> ROWS
########

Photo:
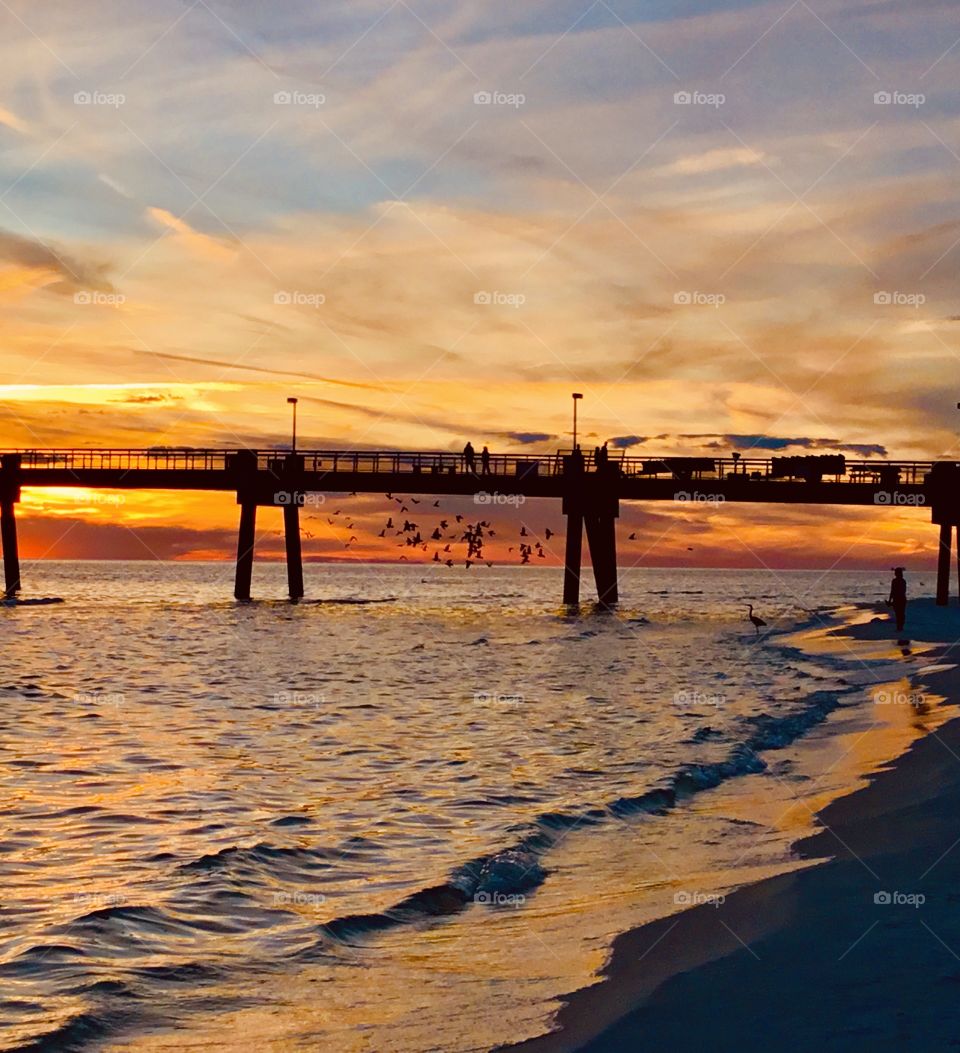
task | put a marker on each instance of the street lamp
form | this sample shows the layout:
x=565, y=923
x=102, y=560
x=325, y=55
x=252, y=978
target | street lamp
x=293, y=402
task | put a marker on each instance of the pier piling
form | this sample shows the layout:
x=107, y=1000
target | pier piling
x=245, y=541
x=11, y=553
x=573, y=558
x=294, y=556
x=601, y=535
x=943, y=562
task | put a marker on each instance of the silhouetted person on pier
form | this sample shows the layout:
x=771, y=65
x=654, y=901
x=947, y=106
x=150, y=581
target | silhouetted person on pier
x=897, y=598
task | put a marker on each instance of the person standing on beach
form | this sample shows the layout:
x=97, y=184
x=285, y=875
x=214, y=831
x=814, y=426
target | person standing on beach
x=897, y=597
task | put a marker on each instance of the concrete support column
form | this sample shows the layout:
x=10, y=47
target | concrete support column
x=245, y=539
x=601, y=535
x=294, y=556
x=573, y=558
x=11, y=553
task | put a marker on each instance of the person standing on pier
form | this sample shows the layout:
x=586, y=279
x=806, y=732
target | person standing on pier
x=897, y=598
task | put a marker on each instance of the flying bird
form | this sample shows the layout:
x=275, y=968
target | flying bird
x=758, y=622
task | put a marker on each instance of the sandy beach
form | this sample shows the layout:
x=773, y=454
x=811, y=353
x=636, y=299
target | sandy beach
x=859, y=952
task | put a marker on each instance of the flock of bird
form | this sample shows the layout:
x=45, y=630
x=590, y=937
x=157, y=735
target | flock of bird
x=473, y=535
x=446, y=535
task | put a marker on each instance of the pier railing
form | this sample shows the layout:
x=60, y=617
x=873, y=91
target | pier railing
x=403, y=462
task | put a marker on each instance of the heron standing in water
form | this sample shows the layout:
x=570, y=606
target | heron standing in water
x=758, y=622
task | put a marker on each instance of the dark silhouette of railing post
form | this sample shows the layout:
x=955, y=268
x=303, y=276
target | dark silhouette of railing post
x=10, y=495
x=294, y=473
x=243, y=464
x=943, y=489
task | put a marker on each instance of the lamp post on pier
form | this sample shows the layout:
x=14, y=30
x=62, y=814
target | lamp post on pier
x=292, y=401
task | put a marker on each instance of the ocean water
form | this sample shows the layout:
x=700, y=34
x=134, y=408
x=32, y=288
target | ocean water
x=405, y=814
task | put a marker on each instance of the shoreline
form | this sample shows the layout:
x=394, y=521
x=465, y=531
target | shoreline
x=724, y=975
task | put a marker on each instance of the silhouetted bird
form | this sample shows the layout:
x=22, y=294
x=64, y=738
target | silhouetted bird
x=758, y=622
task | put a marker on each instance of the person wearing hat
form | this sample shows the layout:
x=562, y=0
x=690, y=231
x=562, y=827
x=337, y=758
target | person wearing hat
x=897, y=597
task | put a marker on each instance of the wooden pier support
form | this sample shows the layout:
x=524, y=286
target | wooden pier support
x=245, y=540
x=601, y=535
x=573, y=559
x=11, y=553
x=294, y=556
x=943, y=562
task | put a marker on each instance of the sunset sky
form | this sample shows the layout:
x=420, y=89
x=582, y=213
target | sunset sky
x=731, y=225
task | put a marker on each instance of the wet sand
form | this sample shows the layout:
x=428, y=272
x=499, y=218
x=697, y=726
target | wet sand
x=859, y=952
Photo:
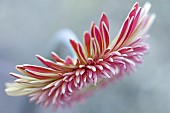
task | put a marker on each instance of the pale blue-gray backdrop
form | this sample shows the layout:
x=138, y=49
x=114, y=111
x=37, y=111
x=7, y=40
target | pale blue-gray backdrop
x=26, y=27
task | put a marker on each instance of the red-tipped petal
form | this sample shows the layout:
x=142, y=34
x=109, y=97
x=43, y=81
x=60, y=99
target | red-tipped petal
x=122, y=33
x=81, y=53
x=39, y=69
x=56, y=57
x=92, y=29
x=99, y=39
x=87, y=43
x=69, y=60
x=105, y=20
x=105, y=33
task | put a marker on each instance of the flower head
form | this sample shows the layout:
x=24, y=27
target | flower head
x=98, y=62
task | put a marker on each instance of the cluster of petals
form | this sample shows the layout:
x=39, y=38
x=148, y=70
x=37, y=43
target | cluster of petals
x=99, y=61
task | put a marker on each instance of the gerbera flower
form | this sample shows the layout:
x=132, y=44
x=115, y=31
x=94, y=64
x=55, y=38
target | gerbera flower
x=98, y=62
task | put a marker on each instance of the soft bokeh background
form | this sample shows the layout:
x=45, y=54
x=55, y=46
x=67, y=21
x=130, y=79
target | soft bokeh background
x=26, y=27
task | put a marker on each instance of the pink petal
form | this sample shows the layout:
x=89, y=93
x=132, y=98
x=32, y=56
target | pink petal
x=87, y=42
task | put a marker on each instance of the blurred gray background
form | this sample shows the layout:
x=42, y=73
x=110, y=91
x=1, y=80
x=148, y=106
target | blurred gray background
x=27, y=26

########

> REQUIRED TASK
Write out everything in the listing from the line containing "the person standing on beach" down to the line containing "x=446, y=535", both of those lines included, and nothing else.

> SOLUTION TO THE EXERCISE
task | put a marker on each instance of the person standing on beach
form | this sample shows the layout:
x=97, y=184
x=285, y=875
x=214, y=831
x=814, y=426
target | person standing on beach
x=897, y=597
task | put a marker on each instance of the concrete support column
form | this sample shows the layout:
x=10, y=47
target | concrete support column
x=245, y=539
x=601, y=535
x=294, y=556
x=573, y=558
x=11, y=553
task | put a marker on each instance of the person standing on pier
form | this sample shows the layout:
x=586, y=279
x=806, y=732
target | person standing on pier
x=897, y=598
task | put a marker on each instance of the flying bird
form | this sample shows the layout:
x=275, y=968
target | flying bird
x=758, y=622
task | put a marker on each instance of the sandy beach
form | this sample shows the layout:
x=773, y=454
x=811, y=353
x=636, y=299
target | sandy beach
x=859, y=952
task | put a marker on each instance of the flock of bird
form | this sample shows the layout:
x=45, y=630
x=590, y=937
x=157, y=735
target | flock of bird
x=473, y=535
x=446, y=535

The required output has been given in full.